--- ENTRIES SUPPLIED ---

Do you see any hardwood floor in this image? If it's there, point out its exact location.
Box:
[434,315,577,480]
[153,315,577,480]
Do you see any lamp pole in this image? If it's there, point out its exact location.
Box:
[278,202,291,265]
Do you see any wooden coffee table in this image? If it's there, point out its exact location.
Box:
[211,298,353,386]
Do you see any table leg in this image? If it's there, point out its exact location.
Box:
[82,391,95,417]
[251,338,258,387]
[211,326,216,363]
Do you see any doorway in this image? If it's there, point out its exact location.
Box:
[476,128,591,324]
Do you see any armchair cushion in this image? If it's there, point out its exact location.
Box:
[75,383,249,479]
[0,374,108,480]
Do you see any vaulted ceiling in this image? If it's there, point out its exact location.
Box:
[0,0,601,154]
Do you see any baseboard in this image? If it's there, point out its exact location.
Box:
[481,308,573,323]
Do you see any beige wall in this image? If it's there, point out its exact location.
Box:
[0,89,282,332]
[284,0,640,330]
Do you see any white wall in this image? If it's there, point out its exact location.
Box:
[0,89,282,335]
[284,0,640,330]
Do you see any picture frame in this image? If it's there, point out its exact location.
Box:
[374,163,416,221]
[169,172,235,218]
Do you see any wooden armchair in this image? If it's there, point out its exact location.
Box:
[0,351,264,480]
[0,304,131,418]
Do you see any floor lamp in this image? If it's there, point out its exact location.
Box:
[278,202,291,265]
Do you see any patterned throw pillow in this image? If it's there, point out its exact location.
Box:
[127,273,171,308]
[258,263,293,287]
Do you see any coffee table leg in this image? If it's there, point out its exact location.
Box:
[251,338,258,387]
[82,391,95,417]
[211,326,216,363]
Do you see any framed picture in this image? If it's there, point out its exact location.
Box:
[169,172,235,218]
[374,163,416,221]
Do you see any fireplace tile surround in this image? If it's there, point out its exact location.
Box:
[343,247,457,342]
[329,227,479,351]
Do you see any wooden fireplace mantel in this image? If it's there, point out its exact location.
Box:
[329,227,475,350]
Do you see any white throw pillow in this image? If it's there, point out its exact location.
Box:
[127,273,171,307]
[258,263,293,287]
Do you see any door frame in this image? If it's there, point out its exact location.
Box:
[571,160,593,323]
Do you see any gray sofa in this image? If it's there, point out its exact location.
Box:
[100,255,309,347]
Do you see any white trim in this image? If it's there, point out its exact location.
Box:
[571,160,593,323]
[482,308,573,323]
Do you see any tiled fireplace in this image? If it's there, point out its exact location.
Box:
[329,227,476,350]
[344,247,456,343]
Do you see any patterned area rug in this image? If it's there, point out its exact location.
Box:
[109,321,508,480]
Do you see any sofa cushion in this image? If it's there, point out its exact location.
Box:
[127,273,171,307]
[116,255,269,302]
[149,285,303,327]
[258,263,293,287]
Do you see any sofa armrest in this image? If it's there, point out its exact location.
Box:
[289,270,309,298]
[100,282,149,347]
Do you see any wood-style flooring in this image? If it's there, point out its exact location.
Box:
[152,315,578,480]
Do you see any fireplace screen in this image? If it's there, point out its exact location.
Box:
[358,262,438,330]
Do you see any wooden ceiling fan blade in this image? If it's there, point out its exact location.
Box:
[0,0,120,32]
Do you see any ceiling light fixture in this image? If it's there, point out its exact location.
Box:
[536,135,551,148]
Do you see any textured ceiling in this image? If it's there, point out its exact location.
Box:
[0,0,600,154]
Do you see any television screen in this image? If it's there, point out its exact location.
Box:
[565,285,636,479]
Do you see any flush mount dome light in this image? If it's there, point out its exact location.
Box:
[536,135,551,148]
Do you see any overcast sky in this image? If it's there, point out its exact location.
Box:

---

■ INSTRUCTIONS TO FOLLOW: Count the lines in the listing above that contain the string "white", matching case exactly. Give only the number.

■ FULL SOLUTION: 3